Set task » Edit the records below by replacing "a single pair per line" with "one pair per line" wherever it appears, leaving everything else unchanged and omitting the pictures.

________________________

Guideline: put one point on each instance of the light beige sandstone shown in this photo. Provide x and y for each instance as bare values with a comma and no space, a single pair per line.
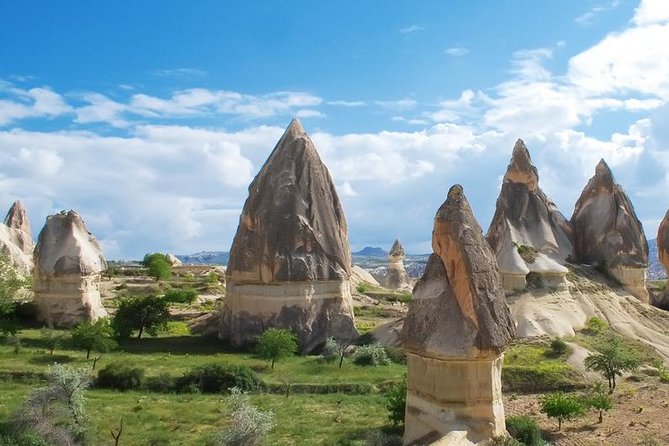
396,276
290,261
68,264
455,332
530,237
608,234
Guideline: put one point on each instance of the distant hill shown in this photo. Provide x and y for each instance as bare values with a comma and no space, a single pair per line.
370,251
205,258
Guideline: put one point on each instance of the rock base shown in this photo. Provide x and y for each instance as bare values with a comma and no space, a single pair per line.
633,280
65,301
314,311
447,396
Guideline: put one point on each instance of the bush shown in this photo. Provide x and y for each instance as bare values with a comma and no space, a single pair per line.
374,355
558,347
217,378
330,352
163,383
396,355
120,376
183,296
275,344
248,425
524,429
396,400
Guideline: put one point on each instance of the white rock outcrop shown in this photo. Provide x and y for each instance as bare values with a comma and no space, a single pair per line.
528,233
68,264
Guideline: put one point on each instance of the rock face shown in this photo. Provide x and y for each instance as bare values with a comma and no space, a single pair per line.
608,234
457,326
290,261
16,239
68,263
397,277
528,233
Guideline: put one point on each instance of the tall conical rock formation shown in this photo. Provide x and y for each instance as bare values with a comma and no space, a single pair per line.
528,233
608,233
16,239
397,277
290,260
457,326
68,264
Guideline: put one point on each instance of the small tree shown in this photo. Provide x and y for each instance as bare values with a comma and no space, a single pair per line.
94,336
561,406
143,313
52,339
11,282
611,361
57,412
157,266
248,425
275,344
396,400
599,399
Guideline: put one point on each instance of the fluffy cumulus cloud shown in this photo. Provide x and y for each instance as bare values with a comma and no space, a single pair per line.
151,179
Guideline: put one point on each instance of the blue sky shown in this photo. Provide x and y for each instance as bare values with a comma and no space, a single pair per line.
150,118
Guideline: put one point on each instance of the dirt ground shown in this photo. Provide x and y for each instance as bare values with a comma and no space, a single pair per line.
640,416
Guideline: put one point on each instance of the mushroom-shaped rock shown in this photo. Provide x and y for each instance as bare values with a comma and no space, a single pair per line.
607,232
396,276
290,260
457,326
17,218
68,264
528,233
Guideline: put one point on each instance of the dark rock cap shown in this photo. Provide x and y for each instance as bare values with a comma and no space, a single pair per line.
458,306
65,246
606,228
292,227
397,249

________________________

Answer to this exercise »
Guideline: put one point on each instance of the light beige sandstone shown in this photo. Provide x and y for each instance as bare values with a comma and no space, one pair per line.
396,276
290,261
68,264
455,332
530,237
608,234
Guideline: put one point on each instance of the distant hill shown in this photo. Provide x and y for each instance as bare values with a comma and no space, one pair per line.
370,251
205,258
Guideline: put one point on each instance of the rock base shown in this photo. Provide x and y for each instance as bare values with a comma and no space, one pair per line.
633,280
65,301
314,311
447,396
Guideline: put one point on each instance of the bush shown in this photo. Provide x and y for each instance as bare values with a comma and no space, one pair per line.
374,355
558,347
217,378
330,352
163,383
396,355
120,376
183,296
275,344
248,425
524,429
396,400
Guideline: put one point on each instance of the white rock outcrop shown in this photo. Provide x and y for each instance as bare values with a comma and no space, one pair per line.
528,233
68,264
Guideline: put one point on each instance of the rock face shown in this photo. Provide x and y for each instance as bare values with a comma and no space, one pair per line.
608,234
457,326
290,261
16,239
68,263
397,277
528,233
Guideline: put one point on each instance of the tall conical rock formation shown in this photo. Provide x and y for each instance as bare values with a comma and no space, one pair per line.
528,233
608,233
16,239
397,277
290,260
457,326
68,264
Guideline: put one point on each instance of the small tree shown in this photo. Provide x and y for each instance as bare values with a comma and no space, one pair per line.
94,336
561,406
143,313
52,339
11,282
611,361
57,412
157,266
248,425
275,344
396,400
599,399
Guideline: put one point on each instance of the fluffy cumulus cloud shown in this photo. Provide x and y for each instance as bare values with a comma and no space, one pair per line.
151,179
Guideline: put one point on each instance of the blue sky shown in this photo. Provide x and y for each instance as bare values with a comma and no space, one pair per line.
150,118
Guideline: put one point on each instance of the dirt ground shown in this photo. Provide x and y for each instance as bare values with a comma and no space, one pair per line.
640,416
Guideline: put one point on each instance of the mushroom-shaped rock shown in this photo. Provide x and y for each instance as bare values with a comma and no space, one pair per line.
607,232
396,276
290,260
457,326
17,218
68,264
528,233
Guideline: put one point on each instance of the dark rock cap shown in this photo. Provide x and y for each instance as bare values with a comma and no space, one pair per line.
458,306
65,246
606,228
292,227
397,249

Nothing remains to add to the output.